Tudingan itu harusnya tak hanya ditujukan kepada pemerintah Jakarta, tapi juga pemerintah pusat. Mengapa? Karena masalah banjir ini tidak cukup ditangani secara parsial oleh Jakarta saja, tapi juga harus melibatkan wilayah penyangga di sekitar Jakarta, yaitu Bogor, Depok, Tangerang, dan Bekasi. Banjir bisa dilihat sebagai sebab-akibat. Misalnya, saluran air yang tertutup, hingga bantaran sungai yang menyempit. Juga perilaku warga Jabodetabek yang membuang sampah sembarangan.
Banjir juga bisa disebabkan alam yang rusak di kawasan sekitar Jakarta. Salah satunya, akibat air kiriman dari Bogor dan Depok yang meluap hingga melumpuhkan Jakarta. Maka, menurut saya, harus ada penanganan terpadu secara megapolitan—dan bukan hanya oleh pemerintah Jakarta. Pemerintah Bogor, Depok, Tangerang, dan Bekasi mesti dilibatkan.
Hans Suta Widhya Koordinator Konsorsium Transparansi Informasi Publik Jalan Mangga 52 A Jakarta 13120
Banjir di Jakarta (2)
Banjir bukan hanya melumpuhkan Jakarta tapi juga menimbulkan korban jiwa dan fisik. Semuanya menderita. Banjir memang tidak memilih korban. Mereka yang kaya dan miskin sama-sama menjadi korban. Banyak permukiman elite ikut diamuk banjir.
Mereka yang berduit memang bisa tinggal di hotel, mencari makanan paling sehat, dan memilih dokter terbaik jika sakit. Tetapi, bagaimana bagi mereka yang tak berpunya? Mereka yang memiliki keterbatasan pasti akan semakin menderita. Karena itu, mestinya banjir juga menguatkan solidaritas antarsesama.

※

# Petunjuk Tugas
- A) Tolong tentukan apakah setiap pernyataan berikut sesuai dengan teks pilihan, lalu jawab ya atau tidak disertai kutipan kata-kata penentunya dari teks: (i) Penanganan banjir cukup dilakukan oleh Jakarta saja. (ii) Membuang sampah sembarangan disebut sebagai salah satu perilaku yang berkaitan dengan banjir. (iii) Permukiman elite tidak terkena banjir.
- B) Menurut teks pilihan, wilayah penyangga mana saja di sekitar Jakarta yang harus dilibatkan dalam penanganan banjir?

※

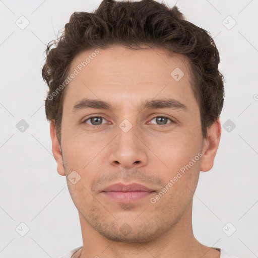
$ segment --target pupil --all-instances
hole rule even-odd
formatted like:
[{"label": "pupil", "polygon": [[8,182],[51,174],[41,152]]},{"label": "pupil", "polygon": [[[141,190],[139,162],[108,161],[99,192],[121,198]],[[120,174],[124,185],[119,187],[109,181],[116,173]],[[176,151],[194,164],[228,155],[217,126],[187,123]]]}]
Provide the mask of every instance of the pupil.
[{"label": "pupil", "polygon": [[[91,118],[91,122],[93,125],[98,125],[101,124],[101,117],[93,117]],[[98,120],[99,120],[99,122],[100,121],[100,122],[98,123]],[[97,124],[94,123],[95,122],[97,122]]]},{"label": "pupil", "polygon": [[[162,123],[162,124],[166,124],[166,121],[167,121],[167,118],[166,117],[158,117],[157,118],[158,119],[159,119],[160,120],[161,120],[161,123]],[[163,123],[162,123],[163,122]]]}]

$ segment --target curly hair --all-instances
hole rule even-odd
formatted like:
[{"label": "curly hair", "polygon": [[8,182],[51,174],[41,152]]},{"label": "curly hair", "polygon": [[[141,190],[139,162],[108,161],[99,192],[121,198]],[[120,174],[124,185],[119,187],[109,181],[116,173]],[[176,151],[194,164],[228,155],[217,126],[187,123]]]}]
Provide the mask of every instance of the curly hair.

※

# Hasil Jawaban
- A)
(i) Tidak: "masalah banjir ini tidak cukup ditangani secara parsial oleh Jakarta saja"
(ii) Ya: "Juga perilaku warga Jabodetabek yang membuang sampah sembarangan."
(iii) Tidak: "Banyak permukiman elite ikut diamuk banjir."

- B) Bogor, Depok, Tangerang, dan Bekasi.